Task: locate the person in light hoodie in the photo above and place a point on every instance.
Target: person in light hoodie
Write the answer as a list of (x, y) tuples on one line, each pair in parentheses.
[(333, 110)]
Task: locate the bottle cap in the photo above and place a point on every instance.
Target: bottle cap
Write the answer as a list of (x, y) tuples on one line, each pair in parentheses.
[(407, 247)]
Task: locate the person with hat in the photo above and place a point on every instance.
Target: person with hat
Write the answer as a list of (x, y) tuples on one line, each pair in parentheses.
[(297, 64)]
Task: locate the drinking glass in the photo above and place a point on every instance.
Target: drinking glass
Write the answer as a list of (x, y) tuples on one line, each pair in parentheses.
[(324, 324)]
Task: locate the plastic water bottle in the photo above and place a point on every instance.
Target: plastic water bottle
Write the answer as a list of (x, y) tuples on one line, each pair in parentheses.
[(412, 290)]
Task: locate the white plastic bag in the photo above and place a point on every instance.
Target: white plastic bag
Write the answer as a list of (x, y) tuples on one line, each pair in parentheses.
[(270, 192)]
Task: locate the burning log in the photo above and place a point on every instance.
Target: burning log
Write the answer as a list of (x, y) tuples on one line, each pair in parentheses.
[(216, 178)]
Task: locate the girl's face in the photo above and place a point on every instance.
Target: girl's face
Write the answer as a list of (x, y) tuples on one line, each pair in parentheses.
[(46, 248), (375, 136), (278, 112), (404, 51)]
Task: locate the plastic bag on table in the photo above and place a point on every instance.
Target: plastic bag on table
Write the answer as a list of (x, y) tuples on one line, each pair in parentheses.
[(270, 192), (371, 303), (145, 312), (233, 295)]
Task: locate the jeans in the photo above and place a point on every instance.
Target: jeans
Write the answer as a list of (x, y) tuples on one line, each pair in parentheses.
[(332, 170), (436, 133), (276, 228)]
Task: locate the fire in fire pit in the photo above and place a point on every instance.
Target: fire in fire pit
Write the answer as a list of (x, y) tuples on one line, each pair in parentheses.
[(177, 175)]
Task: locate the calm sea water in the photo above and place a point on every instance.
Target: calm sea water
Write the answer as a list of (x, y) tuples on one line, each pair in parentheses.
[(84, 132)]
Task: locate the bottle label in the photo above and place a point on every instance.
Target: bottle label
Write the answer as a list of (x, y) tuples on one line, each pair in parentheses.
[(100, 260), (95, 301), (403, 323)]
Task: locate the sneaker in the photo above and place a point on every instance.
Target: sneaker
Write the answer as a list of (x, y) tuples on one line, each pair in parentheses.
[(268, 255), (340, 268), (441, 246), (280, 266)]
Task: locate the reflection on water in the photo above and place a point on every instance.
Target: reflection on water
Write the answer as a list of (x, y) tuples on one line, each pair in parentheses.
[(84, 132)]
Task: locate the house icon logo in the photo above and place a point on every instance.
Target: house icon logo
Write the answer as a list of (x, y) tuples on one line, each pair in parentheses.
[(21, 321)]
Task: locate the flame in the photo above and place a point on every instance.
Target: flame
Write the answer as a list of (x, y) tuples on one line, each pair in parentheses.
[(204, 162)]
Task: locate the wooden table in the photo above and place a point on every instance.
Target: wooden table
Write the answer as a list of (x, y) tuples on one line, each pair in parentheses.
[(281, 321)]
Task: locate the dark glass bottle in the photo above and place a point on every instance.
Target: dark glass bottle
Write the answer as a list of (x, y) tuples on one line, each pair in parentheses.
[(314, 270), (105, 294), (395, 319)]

▶ _WORK ORDER_
With nothing left out, transcribe the records above exactly.

▶ _EXERCISE RESULT_
Task: locate the person in light hoodie in the photo above and place a point on every instance.
Target: person in light hoodie
Write the answer as a list of (x, y) tuples on one line, each pair in parentheses.
[(333, 110)]
Task: locate the bottle cap in the photo above and place a point on every instance.
Target: bottle cap
Write the answer as a list of (x, y) tuples on one line, each pair in parentheses.
[(407, 247)]
Task: locate the person with hat in the photo above and place a point on every instance.
Target: person with hat
Write the answer as a list of (x, y) tuples on one line, each pair in parentheses.
[(297, 64)]
Task: locate the drinking glass in the photo above and place a point on every instance.
Target: drinking glass
Write the answer as a list of (x, y) tuples on one line, each pair in parentheses.
[(324, 324)]
Task: locate the plastic water bottle in the photo above and place a point on every instance.
Target: plastic water bottle
Write the answer as a list of (x, y) tuples on one line, each pair in parentheses.
[(412, 290)]
Task: locate the white plastic bag in the photo above and place a point on every instance.
Target: white plastic bag
Write the answer as a list of (x, y) tuples on one line, each pair in parentheses.
[(270, 192)]
Task: locate the burning log in the photo above and place a point on every instance.
Target: burning log
Write the answer as a list of (x, y) tuples on one line, each pair in parentheses.
[(216, 178)]
Task: locate the girl's face in the photo above and place a point on every instance.
Target: girl's face
Write the answer as a list of (x, y) tuples on one line, each pair in parentheses.
[(46, 248), (375, 136), (278, 112), (404, 51)]
Task: locate the plastic bag on table in the photo above and place a point on every instance.
Target: plastic bag on table
Write the answer as a list of (x, y) tuples on one line, each pair in parentheses.
[(270, 192), (371, 303), (145, 312), (233, 295)]
Task: locate the jeans in the photo above and place a point on every instance.
Target: jeans
Write the answer as a list of (x, y) tuples on one line, each pair in parentheses.
[(332, 170), (436, 133), (276, 228)]
Task: locate the fire in fire pit in the photo above and place a point on every instance.
Target: fire in fire pit
Write the answer as a list of (x, y) tuples on one line, each pair in parentheses.
[(177, 175)]
Task: locate the calm sea water in the photo above and place a point on every instance.
Target: calm sea water
Write the answer as a list of (x, y) tuples on one line, each pair in parentheses.
[(84, 132)]
Task: locate the bottle label in the photo above and place a point on every instance.
Target: bottle label
Write the answer as a list of (x, y) tuples on one line, each pair in parentheses.
[(100, 260), (95, 301), (403, 323)]
Task: locate the sneaker in the photo above and place a point on every instance.
Target: sneaker
Write the answer as a list of (x, y) tuples on one line, each pair in parentheses.
[(268, 255), (340, 268), (441, 246), (280, 266)]
Task: locate the reflection on water in the photo above and place a point on every instance.
Target: reflection on water
Write the answer as a list of (x, y) tuples on one line, each pair in parentheses.
[(84, 132)]
Task: locate the house icon logo in the photo above and place a point on every instance.
Target: house icon logo
Write the answer as a list of (x, y) tuples on one line, each pair in parentheses.
[(21, 321)]
Task: locate the flame in the photo above and place a point on every instance.
Target: flame
Write the answer as a list of (x, y) tuples on one line, each pair in parentheses.
[(204, 162)]
Task: locate the wooden table in the photo above and place a point on every instance.
Target: wooden table
Write the answer as a list of (x, y) tuples on one line, each pair in parentheses.
[(281, 321)]
Task: locate the dark glass bottle in the photo above and place a point on every instance.
Target: dark glass bottle
Write the answer as a list of (x, y) tuples on one line, each pair in parentheses.
[(314, 270), (105, 294), (395, 319)]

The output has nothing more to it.